DIRECTION: Write out exactly, with no other output, the lines below from the one that contains "target: rear wheel" through the end.

* Start RECORD EXCERPTS *

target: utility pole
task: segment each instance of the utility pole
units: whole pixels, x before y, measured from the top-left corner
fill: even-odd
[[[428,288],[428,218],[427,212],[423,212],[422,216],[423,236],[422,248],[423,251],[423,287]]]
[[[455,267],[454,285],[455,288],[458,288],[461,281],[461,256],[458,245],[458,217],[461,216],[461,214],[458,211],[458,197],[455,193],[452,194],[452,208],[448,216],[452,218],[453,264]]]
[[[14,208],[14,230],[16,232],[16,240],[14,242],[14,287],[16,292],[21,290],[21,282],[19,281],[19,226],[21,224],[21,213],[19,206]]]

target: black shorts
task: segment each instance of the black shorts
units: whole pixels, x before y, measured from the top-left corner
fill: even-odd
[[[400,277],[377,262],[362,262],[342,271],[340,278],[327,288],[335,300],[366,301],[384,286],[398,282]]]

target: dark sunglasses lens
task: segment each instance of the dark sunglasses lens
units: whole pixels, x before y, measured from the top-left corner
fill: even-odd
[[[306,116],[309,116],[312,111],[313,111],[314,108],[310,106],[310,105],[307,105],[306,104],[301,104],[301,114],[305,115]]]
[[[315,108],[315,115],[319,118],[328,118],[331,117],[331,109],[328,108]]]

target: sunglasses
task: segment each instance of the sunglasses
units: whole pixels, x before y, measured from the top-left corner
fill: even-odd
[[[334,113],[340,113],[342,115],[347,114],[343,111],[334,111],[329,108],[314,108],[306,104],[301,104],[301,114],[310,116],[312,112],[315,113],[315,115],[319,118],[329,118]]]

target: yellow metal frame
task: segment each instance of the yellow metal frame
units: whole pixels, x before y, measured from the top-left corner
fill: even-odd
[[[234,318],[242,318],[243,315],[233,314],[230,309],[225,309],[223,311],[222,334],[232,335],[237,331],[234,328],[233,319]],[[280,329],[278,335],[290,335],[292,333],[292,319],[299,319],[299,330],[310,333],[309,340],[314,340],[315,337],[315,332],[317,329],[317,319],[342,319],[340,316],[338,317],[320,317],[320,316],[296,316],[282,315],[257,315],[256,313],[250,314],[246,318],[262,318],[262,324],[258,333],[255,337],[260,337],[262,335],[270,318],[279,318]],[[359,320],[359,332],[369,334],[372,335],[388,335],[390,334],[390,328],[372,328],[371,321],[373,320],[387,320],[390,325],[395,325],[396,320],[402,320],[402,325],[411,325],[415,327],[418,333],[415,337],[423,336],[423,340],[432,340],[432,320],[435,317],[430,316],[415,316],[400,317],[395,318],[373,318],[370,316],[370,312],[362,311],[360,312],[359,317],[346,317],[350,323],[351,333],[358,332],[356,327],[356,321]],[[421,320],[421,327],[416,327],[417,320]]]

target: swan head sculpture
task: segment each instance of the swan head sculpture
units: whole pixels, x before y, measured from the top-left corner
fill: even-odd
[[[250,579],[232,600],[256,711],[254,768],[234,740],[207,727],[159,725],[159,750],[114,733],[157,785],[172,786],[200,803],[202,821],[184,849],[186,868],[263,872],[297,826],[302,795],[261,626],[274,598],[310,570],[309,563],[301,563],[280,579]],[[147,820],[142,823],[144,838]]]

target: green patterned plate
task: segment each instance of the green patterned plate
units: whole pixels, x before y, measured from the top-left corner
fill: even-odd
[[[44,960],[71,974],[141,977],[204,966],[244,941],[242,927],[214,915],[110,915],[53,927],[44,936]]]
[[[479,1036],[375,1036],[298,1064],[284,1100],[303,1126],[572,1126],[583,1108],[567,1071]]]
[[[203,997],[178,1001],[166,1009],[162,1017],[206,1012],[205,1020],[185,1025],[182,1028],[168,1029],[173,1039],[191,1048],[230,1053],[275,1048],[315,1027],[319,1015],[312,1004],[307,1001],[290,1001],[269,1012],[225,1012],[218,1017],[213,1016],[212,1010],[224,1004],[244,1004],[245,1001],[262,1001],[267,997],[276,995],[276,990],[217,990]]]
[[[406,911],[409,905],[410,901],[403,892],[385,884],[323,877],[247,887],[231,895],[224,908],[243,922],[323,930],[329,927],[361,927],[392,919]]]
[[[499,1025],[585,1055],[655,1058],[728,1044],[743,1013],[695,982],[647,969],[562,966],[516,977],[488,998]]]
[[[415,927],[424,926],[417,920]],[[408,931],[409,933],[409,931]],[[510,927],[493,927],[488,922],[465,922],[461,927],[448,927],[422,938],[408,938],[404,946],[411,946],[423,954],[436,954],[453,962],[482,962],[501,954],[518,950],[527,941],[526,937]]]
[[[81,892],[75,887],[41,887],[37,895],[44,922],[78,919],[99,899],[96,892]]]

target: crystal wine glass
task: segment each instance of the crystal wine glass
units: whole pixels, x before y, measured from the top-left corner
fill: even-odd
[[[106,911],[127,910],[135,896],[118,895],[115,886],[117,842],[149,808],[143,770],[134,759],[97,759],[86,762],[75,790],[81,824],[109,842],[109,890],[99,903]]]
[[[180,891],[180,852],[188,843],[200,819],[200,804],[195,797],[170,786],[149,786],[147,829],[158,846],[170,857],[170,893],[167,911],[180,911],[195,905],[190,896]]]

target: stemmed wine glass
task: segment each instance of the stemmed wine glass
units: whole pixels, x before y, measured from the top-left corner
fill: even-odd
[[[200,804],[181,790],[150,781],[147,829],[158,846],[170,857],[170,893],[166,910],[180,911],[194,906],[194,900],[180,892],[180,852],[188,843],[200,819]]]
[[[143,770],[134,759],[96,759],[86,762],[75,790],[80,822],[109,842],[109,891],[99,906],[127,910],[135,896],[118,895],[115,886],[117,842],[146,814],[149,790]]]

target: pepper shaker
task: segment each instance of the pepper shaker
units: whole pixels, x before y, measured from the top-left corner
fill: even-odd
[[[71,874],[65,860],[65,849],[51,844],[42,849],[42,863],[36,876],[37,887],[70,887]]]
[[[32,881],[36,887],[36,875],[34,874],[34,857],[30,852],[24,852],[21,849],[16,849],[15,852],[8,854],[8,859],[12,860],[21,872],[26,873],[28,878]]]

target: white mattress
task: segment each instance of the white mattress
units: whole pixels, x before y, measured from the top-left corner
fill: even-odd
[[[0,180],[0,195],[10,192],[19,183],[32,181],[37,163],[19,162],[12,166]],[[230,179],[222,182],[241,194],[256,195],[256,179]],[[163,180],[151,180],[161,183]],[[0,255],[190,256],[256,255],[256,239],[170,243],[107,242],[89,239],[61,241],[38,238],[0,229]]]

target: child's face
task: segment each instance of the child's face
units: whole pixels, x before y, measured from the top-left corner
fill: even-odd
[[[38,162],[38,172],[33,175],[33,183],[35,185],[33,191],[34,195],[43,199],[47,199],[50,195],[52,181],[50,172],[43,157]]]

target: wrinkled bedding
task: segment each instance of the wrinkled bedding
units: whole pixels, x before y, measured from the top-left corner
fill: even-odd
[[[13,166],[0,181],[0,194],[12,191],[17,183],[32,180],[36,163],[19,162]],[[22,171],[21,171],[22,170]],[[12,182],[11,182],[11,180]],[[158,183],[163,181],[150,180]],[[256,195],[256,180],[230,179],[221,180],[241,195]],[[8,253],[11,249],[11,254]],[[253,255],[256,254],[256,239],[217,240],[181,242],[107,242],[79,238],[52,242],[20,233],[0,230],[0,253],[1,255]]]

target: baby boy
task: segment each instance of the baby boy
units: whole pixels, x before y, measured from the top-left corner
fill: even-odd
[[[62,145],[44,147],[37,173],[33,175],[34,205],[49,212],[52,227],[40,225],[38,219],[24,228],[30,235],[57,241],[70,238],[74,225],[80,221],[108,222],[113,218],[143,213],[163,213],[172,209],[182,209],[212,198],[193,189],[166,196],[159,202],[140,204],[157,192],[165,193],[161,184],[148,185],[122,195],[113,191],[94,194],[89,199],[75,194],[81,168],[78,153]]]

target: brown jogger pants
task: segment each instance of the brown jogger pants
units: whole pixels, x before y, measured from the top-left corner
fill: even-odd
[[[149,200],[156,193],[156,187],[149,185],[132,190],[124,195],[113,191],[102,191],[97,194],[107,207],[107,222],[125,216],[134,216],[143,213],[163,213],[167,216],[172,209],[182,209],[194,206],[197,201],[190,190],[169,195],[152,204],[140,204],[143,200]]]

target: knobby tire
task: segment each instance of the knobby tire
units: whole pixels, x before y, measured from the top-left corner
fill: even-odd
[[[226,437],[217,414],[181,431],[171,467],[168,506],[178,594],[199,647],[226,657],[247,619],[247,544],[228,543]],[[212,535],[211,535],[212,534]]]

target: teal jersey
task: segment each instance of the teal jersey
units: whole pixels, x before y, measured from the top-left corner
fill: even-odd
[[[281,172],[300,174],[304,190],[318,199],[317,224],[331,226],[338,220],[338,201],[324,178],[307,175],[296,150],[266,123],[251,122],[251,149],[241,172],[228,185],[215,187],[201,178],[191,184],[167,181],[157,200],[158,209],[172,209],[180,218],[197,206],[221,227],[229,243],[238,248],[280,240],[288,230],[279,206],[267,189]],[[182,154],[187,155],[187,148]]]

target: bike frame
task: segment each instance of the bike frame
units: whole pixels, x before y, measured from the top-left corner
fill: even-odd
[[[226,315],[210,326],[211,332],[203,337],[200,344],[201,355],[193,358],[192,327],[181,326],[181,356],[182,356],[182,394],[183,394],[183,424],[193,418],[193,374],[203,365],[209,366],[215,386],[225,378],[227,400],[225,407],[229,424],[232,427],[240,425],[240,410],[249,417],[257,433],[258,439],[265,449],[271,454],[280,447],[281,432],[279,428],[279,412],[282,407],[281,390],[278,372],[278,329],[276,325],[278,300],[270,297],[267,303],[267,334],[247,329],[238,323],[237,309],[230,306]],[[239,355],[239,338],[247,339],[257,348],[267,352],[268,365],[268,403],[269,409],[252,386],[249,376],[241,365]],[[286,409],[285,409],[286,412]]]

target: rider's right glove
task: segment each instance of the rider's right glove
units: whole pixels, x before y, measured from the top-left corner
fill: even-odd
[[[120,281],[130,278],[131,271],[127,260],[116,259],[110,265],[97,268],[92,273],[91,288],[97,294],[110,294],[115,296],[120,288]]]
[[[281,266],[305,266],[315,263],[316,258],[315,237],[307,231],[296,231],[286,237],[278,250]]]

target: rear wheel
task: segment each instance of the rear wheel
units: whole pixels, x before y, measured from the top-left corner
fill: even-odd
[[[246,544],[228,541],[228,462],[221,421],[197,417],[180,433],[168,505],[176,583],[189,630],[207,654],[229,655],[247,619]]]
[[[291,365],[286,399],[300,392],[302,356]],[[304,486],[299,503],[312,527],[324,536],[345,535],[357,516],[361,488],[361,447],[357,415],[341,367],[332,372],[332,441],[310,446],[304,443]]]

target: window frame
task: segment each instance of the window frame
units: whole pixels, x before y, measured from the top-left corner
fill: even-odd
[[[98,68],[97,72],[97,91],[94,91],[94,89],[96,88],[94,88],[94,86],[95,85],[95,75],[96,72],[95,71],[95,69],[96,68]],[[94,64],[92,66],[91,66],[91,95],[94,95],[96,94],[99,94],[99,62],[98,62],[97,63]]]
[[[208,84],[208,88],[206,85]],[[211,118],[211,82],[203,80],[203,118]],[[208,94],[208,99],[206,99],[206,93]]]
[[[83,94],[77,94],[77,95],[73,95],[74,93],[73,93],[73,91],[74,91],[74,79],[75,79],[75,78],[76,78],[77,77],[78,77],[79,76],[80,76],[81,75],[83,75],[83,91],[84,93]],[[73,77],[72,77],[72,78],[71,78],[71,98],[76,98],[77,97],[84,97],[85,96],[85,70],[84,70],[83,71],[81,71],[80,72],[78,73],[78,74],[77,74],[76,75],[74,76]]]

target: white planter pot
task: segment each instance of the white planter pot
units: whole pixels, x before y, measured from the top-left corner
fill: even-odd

* End RECORD EXCERPTS *

WORKED ANSWER:
target: rear wheel
task: segment each instance of the rear wheel
units: whole pixels, x before y, measured from the top-left corner
fill: even-odd
[[[246,544],[228,541],[228,462],[221,421],[197,417],[180,433],[168,505],[176,583],[189,630],[207,654],[229,655],[247,619]]]
[[[291,365],[286,399],[300,392],[302,356]],[[304,486],[299,503],[312,527],[324,536],[345,535],[357,516],[361,488],[361,447],[357,415],[341,367],[332,372],[332,441],[310,446],[304,443]]]

target: window frame
task: segment each instance of the window frame
units: whole pixels, x before y, measured from the top-left corner
fill: even-odd
[[[98,68],[97,72],[97,91],[94,91],[94,89],[96,88],[94,88],[94,86],[95,85],[95,75],[96,72],[95,71],[95,69],[96,68]],[[94,64],[92,66],[91,66],[91,95],[94,95],[96,94],[99,94],[99,62],[98,62],[97,63]]]
[[[208,84],[208,88],[206,85]],[[211,118],[211,82],[203,80],[203,118]],[[208,94],[208,99],[206,99],[206,93]]]
[[[83,94],[77,94],[77,95],[73,95],[74,93],[73,93],[73,91],[74,91],[74,79],[75,79],[75,78],[76,78],[77,77],[78,77],[79,76],[80,76],[81,75],[83,75],[83,91],[84,93]],[[73,77],[72,77],[72,78],[71,78],[71,98],[76,98],[77,97],[84,97],[85,96],[85,70],[84,70],[83,71],[81,71],[80,72],[78,73],[78,74],[77,74],[76,75],[74,76]]]

target: white planter pot
task: segment each instance of the white planter pot
units: whole pixels, x before y, measured from the top-left corner
fill: even-odd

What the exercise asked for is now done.